**DOCUMENT TEXT**
--------
Teresa Worth, Seagate Technology

11/13/2011 3:10 PM EST

As organizations increasingly adopt data-intensive applications—data analytics, transactional databases, geospatial applications, virtual environments, cloud computing, and more—the amount of data that must be stored is exploding. Seagate estimates that the compound annual growth rate (CAGR) for digital data stored is 50 %. 

The use of these applications to manage vast amounts of data quickly and gain a competitive advantage is driving demand for high-performance solid state drive (SSD) technology in the data center. According to the Gartner Group, the enterprise SSD market grew from approximately 320,000 units and US$485 million in sales in 2009 to more than 1 million units and over US$1 billion in sales in 2010. Gartner forecasts that the enterprise SSD market will mushroom to 9.4 million units and US$4.2 billion in sales by 2015 [1].

SSDs deliver the highest- performance storage in boot speed, random IOPS and other measures critical to the enterprise. For example, while the average enterprise- class 15K-RPM hard disk drive (HDD) achieves 350 to 400 random read/write IOPS, the average enterprise-class SSD can push 50,000 IOPS for random reads and 15,000K IOPS for random writes.

Yet the remarkable performance of SSDs has overshadowed their apparent shortcomings in the area of endurance. Unlike magnetic HDDs, which can undergo an unlimited number of write/erase cycles, the number of times memory cells on the flash drive can be erased is finite. With use, flash cells wear out—and when they do, the drive can become unreliable.

Client Versus Enterprise SSD Endurance Requirements
SSDs were first used in consumer devices, including cameras and MP3 players, and later made their way into laptop computers. While data loss is a concern for laptop and other PC users, it has far greater implications for SSDs as they move into enterprise data centers that manage an organization’s most important business information. In the enterprise, unreliable storage can undermine customer satisfaction and, as an extension, revenue generation through lost business and even interrupt critical business processes.

Like HDDs, SSDs must be developed to meet the differing needs of client and enterprise workloads. Client SSDs, typically used in laptop systems serving one user no more than 8 to 10 hours per day, face far fewer rigors than data center SSDs, which operate 24x7 and must service random data patterns, highly complex reads/writes, and applications that are far more write-intensive than in any client application. What’s more, enterprise SSDs must operate at a much higher temperatures than client SSDs and offer higher Uncorrectable Bit Error Rates (UBER) to ensure round-the-clock data integrity.
--------
**LISTED RECORDS**
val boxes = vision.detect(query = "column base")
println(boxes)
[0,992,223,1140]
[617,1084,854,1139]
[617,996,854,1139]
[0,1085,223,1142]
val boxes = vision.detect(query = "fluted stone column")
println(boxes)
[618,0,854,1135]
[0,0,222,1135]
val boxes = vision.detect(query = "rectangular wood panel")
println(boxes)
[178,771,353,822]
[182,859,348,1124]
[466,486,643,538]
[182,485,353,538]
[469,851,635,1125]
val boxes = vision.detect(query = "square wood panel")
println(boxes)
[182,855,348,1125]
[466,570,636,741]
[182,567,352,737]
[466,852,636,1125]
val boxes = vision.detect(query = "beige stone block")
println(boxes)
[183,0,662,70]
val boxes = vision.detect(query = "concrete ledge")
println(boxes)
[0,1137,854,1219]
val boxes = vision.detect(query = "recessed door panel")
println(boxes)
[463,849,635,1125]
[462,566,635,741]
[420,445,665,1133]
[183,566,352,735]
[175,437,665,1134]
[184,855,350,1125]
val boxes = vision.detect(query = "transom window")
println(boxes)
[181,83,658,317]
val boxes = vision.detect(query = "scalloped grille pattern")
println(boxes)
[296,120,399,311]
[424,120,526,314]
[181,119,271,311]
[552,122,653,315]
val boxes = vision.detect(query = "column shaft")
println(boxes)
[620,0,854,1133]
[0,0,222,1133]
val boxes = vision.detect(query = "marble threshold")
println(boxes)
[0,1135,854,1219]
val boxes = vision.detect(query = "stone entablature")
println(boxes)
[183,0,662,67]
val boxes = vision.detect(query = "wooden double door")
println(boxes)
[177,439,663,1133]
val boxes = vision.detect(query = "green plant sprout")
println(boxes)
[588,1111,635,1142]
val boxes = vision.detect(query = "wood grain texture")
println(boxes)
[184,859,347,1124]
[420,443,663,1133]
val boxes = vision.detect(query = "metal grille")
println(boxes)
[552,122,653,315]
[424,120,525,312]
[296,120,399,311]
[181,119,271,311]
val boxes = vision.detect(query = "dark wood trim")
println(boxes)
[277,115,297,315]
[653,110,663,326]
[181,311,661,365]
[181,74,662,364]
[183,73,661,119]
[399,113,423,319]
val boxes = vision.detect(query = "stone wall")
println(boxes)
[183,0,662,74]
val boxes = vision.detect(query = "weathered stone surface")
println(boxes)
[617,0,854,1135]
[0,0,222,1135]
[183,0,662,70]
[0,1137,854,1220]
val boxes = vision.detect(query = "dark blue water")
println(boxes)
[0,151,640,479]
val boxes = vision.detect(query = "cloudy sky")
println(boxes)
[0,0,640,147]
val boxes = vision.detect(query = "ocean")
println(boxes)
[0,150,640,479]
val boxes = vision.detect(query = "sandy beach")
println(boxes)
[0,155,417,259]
--------
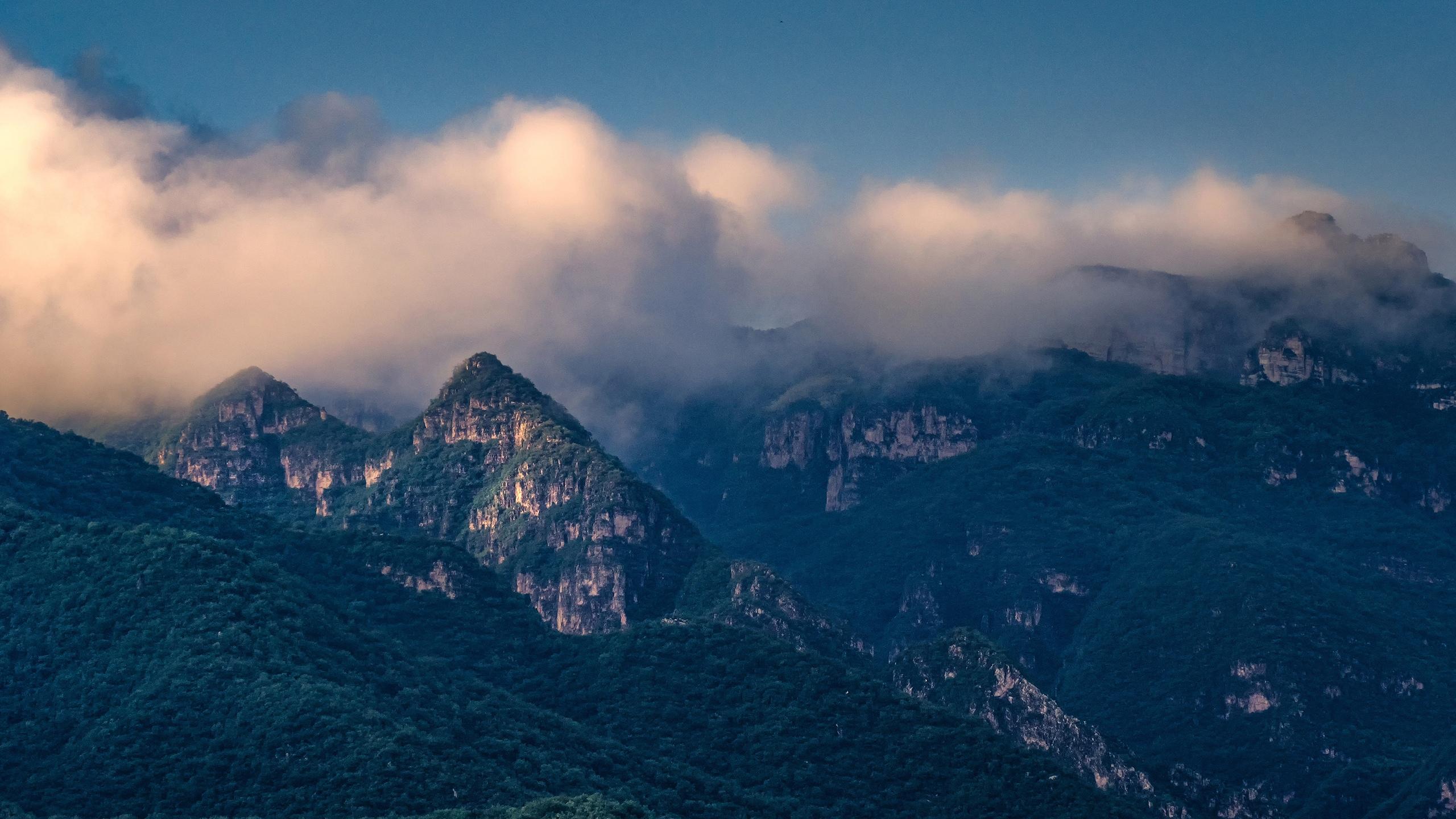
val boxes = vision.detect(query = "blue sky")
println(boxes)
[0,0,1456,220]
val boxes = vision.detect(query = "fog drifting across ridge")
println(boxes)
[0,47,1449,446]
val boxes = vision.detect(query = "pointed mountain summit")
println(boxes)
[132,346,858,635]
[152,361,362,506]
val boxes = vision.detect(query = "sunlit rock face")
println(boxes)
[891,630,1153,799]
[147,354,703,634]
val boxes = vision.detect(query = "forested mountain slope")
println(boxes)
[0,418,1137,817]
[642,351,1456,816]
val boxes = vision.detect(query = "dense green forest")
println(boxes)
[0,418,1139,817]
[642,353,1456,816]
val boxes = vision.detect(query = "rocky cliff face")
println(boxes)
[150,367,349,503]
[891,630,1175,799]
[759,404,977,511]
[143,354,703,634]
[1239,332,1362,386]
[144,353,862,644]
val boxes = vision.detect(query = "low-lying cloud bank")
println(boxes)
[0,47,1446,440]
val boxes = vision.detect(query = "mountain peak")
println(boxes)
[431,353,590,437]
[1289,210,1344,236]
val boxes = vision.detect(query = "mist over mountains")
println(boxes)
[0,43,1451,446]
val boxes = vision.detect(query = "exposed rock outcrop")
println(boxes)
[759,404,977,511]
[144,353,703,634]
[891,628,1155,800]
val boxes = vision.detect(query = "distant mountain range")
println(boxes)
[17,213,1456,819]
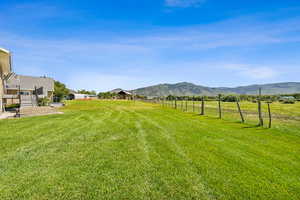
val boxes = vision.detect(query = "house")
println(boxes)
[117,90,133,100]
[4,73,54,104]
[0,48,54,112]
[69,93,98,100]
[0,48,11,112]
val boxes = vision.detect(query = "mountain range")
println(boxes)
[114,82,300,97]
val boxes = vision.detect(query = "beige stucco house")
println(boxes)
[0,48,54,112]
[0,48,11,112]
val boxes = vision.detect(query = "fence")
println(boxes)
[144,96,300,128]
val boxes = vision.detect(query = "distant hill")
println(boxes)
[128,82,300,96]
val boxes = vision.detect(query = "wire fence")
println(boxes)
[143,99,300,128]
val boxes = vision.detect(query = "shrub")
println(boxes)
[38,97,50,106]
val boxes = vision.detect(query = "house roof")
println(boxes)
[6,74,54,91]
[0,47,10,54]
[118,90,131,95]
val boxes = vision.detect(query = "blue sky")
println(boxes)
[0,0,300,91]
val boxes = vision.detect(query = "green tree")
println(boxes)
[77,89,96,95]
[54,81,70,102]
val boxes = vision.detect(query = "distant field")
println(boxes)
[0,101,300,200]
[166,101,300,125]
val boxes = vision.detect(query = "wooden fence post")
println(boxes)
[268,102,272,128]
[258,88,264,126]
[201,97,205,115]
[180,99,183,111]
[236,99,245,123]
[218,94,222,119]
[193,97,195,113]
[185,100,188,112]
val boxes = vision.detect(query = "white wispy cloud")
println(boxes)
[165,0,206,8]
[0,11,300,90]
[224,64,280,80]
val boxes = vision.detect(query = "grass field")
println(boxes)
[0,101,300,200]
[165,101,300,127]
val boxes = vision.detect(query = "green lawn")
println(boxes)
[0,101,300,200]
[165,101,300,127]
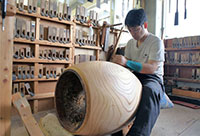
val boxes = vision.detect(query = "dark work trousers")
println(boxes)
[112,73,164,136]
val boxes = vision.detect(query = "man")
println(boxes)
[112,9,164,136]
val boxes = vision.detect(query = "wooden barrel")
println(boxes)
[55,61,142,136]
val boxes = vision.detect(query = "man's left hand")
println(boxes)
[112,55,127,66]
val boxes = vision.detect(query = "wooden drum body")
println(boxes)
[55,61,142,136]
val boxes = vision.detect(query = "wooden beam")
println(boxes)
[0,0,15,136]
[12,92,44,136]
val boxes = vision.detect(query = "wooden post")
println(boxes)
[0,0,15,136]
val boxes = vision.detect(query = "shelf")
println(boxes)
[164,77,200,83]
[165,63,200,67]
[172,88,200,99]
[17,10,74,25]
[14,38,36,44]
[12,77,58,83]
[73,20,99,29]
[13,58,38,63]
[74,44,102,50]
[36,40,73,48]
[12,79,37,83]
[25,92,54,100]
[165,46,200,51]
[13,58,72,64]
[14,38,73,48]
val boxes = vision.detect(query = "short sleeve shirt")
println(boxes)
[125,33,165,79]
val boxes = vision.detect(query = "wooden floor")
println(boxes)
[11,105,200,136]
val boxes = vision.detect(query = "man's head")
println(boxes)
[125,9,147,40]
--------
**PROBLEMS TO SOLVE**
1. Based on the SSD article, say whether each statement agrees with the text, and quote the words that decide it: (a) Gartner forecast that the enterprise SSD market would reach 9.4 million units by 2015. (b) Magnetic HDDs can undergo only a limited number of write/erase cycles. (c) SSDs were first used in laptop computers.
2. According to the SSD article, what compound annual growth rate does Seagate estimate for digital data stored?

**RESULTS OF THE EXERCISE**
1.
(a) Yes: "Gartner forecasts that the enterprise SSD market will mushroom to 9.4 million units and US$4.2 billion in sales by 2015"
(b) No: "Unlike magnetic HDDs, which can undergo an unlimited number of write/erase cycles"
(c) No: "SSDs were first used in consumer devices, including cameras and MP3 players, and later made their way into laptop computers."

2. Seagate estimates it at 50%.